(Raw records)
····················
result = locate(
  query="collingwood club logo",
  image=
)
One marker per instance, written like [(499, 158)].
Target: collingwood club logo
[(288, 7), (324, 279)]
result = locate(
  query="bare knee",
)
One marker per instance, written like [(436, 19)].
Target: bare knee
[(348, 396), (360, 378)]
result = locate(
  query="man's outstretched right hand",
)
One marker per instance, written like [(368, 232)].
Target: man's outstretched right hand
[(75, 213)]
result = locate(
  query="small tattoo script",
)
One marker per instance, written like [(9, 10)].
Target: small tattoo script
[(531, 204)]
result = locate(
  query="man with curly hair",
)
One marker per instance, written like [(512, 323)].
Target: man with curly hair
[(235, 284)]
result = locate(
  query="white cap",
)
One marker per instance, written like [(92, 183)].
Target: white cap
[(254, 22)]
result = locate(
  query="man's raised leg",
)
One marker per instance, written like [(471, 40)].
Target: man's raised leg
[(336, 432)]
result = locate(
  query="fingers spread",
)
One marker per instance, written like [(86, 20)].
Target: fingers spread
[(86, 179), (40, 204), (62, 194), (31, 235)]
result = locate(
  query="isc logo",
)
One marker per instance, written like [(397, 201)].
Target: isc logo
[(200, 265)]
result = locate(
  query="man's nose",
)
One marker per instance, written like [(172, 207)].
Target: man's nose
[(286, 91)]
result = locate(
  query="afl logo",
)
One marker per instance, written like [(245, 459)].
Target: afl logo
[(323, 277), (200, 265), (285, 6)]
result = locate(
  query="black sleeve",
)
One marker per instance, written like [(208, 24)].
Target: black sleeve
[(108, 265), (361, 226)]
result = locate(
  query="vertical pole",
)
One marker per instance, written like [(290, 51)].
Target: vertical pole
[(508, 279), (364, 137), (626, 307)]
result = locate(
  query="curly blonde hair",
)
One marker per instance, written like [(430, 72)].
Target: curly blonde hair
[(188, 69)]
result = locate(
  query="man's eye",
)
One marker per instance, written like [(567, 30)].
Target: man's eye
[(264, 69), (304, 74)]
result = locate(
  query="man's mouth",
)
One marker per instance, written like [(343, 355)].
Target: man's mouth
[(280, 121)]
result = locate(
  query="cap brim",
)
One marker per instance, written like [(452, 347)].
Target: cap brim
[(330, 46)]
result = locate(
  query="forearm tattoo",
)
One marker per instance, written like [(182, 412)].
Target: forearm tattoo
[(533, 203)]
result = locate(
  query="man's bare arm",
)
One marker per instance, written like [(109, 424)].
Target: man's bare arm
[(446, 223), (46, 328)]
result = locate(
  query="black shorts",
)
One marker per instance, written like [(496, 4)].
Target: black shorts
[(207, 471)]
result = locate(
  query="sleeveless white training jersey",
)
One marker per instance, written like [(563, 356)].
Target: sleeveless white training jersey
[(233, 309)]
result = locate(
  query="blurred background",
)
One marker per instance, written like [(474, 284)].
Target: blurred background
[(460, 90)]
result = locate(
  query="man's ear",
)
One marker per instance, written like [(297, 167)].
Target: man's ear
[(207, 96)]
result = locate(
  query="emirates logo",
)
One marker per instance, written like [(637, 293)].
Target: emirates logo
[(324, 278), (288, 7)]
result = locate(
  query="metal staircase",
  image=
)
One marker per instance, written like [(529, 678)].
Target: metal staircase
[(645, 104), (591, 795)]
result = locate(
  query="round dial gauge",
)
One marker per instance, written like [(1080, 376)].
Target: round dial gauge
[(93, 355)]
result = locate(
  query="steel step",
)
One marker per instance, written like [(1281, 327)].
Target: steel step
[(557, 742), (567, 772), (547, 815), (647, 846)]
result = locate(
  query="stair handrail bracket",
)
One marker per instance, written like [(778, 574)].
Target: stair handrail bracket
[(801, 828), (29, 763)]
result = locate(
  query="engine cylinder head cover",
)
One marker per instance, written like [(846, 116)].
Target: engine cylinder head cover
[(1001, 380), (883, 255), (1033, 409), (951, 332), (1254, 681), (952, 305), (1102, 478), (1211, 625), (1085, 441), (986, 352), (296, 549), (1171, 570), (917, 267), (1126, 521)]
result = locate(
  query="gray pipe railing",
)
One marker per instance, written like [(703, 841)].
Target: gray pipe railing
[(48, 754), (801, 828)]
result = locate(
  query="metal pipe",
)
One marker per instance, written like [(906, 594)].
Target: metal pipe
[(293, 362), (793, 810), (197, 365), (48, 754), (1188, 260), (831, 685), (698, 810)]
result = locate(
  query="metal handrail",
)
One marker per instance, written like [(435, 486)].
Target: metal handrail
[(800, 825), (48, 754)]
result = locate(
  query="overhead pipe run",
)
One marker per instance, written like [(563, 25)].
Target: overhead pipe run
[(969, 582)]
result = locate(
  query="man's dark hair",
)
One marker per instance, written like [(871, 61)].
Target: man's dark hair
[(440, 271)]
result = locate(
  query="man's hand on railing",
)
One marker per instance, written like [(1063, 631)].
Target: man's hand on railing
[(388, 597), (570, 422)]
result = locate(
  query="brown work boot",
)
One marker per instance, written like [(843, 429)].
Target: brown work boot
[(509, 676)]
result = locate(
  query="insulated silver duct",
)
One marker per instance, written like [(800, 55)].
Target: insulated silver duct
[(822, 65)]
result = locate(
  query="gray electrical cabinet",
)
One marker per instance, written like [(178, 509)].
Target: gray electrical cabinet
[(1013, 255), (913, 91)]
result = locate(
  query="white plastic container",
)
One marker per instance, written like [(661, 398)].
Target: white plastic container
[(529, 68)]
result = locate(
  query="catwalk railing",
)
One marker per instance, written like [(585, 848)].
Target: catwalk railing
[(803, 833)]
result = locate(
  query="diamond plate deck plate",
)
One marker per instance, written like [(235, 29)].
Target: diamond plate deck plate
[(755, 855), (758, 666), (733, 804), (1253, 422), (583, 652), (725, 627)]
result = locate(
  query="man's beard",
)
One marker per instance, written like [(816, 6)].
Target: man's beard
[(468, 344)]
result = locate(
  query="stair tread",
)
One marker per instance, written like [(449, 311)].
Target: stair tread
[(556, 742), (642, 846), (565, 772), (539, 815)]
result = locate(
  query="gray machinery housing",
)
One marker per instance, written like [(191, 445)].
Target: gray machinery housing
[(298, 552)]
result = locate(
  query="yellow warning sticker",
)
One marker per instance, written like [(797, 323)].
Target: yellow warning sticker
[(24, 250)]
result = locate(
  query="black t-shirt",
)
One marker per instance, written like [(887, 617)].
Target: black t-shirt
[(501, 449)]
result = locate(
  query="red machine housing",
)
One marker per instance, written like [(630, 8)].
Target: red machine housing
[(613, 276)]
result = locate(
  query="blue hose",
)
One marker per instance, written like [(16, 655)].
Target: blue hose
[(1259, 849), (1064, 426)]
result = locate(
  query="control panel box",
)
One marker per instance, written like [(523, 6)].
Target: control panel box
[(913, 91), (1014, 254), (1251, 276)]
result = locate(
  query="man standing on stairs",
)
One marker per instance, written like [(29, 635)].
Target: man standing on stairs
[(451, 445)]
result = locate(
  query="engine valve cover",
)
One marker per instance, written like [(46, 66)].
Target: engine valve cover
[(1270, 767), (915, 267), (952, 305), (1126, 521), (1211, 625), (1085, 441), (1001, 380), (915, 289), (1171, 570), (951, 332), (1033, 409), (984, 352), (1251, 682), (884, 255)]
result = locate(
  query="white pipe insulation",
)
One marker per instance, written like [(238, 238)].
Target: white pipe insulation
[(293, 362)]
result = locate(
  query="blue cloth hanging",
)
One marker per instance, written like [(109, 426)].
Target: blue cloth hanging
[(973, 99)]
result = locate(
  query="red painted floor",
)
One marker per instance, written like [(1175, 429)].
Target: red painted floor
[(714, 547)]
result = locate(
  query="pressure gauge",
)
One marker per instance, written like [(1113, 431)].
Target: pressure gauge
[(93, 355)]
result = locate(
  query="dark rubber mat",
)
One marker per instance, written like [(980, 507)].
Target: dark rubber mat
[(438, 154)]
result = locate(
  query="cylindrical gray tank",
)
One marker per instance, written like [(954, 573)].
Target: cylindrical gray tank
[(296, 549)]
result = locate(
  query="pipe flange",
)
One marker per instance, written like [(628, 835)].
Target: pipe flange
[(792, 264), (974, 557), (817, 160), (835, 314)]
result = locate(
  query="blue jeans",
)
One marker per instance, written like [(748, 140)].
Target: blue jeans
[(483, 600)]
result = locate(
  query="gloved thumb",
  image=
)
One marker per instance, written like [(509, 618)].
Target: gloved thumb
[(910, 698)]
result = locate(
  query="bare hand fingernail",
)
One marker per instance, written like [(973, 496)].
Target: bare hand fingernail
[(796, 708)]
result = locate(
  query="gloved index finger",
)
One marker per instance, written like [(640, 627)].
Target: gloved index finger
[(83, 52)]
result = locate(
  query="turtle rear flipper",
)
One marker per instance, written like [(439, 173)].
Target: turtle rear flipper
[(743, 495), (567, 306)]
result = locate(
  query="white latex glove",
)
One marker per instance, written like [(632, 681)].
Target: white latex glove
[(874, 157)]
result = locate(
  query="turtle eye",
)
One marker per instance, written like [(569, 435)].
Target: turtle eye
····················
> _Task to complete_: Switch "marker" to "point" in the entries from the very start through the line holding "[(200, 265)]", both ends included, and write those lines out again with nothing else changed.

> _Solution to this exercise_:
result = locate(
  query="collingwood club logo",
  image=
)
One point per instance, written like [(499, 158)].
Target: collingwood club logo
[(288, 7), (324, 279)]
result = locate(
  query="bare knee",
)
One point per instance, written like [(436, 19)].
Target: bare knee
[(348, 396), (360, 378)]
result = locate(
  query="man's outstretched right hand",
)
One point per instance, written like [(368, 232)].
Target: man's outstretched right hand
[(75, 213)]
result = locate(
  query="small tattoo script",
)
One point per instance, written like [(9, 10)].
Target: small tattoo script
[(531, 204)]
result = locate(
  query="man with curly hair",
)
One point per instance, written like [(512, 323)].
Target: man with curly hair
[(235, 284)]
result = locate(
  query="white cap",
)
One point per instance, written like [(92, 183)].
Target: white cap
[(254, 22)]
result = locate(
  query="man's raised leg",
)
One point per instance, written like [(471, 40)].
Target: man's raised leg
[(336, 432)]
result = locate(
  query="fingers spread",
)
One point per instance, written like [(86, 20)].
Target: fingers spread
[(86, 179), (40, 204), (62, 194), (31, 235)]
result = locate(
  query="isc logo",
)
One point per instance, written like [(397, 201)].
Target: isc logo
[(200, 265)]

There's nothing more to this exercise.